**EXTRAIT CITÉ**
Jamais on pourrait imaginer que la Commemoration de l’assassinat du président Jovenel Moise allait créer de la convoitise chez des aristidiens. Ceux qui ont trahi le mouvement populaire des années 70s, 80s et 90s, au profit du culte de la personnalité d’un prêtre défroqué, sont jaloux. Leur jalousie semble aller jusqu’à regretter que leur “petit dieu Titid” n’ait pas été mis à mort en 2004. Cela leur aurait permis d’avoir aussi un jour férié de Commémoration national à l’instar du 7 Juillet 2022 en mémoire du Président Jovenel Moïse.

C’est dingue! Mais c’est comme ça! 

En effet, le texte de Jean Léon, titré « De Jean B. Aristide en 2004 à Jovenel Moïse en 2021, les mêmes assassins ! » est un tour magique qui cherche à comparer la démission de Jean Bertrand Aristide en 2004, à l’assassinat du président Jovenel Moise. Aussi est-il un effort de comparaison qui ne résiste pas à l’analyse ni au bon sens.

La jeunesse haïtienne doit se montrer vigilante. Car, il existe un laboratoire aristidien associé aux nuls de la gauche-épicurienne, nihiliste et démagogique pour réécrire l’histoire suivant une approche révisionniste avec l’idée que les jeunes d’aujourd’hui ne sauront pas la vérité. 

Je n’ai nullement l’intention de combattre totalement ce texte de Joël Léon qui sans doute contient des témoignages à évaluer dans le cadre de travaux de recherche historique. Il a eu le courage de reconnaître que le Président Jovenel avait pris ses distances par rapport aux éléments de la bourgeoisie voleuse et insatisfaite parce qu’il voulait réaliser quelques projets dans le pays. Toutefois, nous ne pouvons pas le laisser accomplir son stratagème, son sophisme, ce piège qui consiste à faire croire que l’international a assassiné Jovenel Moïse, donc, il n’y a plus rien à faire…C’est fini!

C’est faux! Nous connaissons la musique. Quand les criminels d’Haiti agissent, ils accusent l’international. C’est un moyen de diversion. On accuse tout le monde pour ne pas accuser personne. On appelle cela “une ambiguïté constructive” (Henry Kissinger) i.e. des condamnations sans certitude absolue, une suspicion pour construire le doute qui appuiera les démentis plausibles ou fera avancer un agenda.

**DONNÉES FOURNIES**
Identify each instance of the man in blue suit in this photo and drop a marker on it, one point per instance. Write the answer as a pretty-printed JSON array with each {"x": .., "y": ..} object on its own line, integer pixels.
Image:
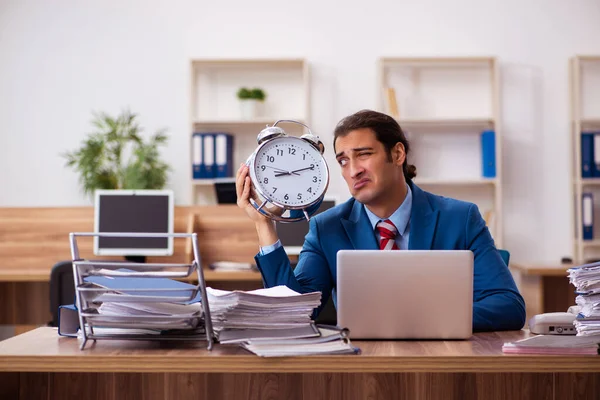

**DÉFI**
Écrivez la suite de l'extrait cité sur la commémoration de l'assassinat du président Jovenel Moïse, à partir de sa dernière phrase. Les données n'ont aucun rôle dans ce travail.

**RÉPONSE**
Mais aujourd’hui, il y a la masse critique présente sur les réseaux sociaux. Ce que j’appelle “la cérémonie online du bois caïman”, l’espace des échanges dans une perspective de cette prise de conscience indispensable au soulèvement général puis au changement. Ainsi, nous sommes présents, disponibles et disposés en permanence pour éviter la répétition de la manipulation cynique de la jeunesse, comme ce fut le cas dans les années 80s – 90s. 

Décryptons le texte de Jean Léon

Nous n’allons pas nous arrêter sur son règlement de compte avec Stanley Lucas ni sur ses fleurs à l’endroit de Réginald Boulos, des approches qui individualisent les problèmes systémiques d’Haïti, enracinés dans son passé de colonie esclavagiste.

1- Tout d’abord Jean Léon nous dit : c’est le projet de rapprochement du président Jean-Bertrand Aristide à la Chine qui est à la base de son renversement. C’est complètement faux!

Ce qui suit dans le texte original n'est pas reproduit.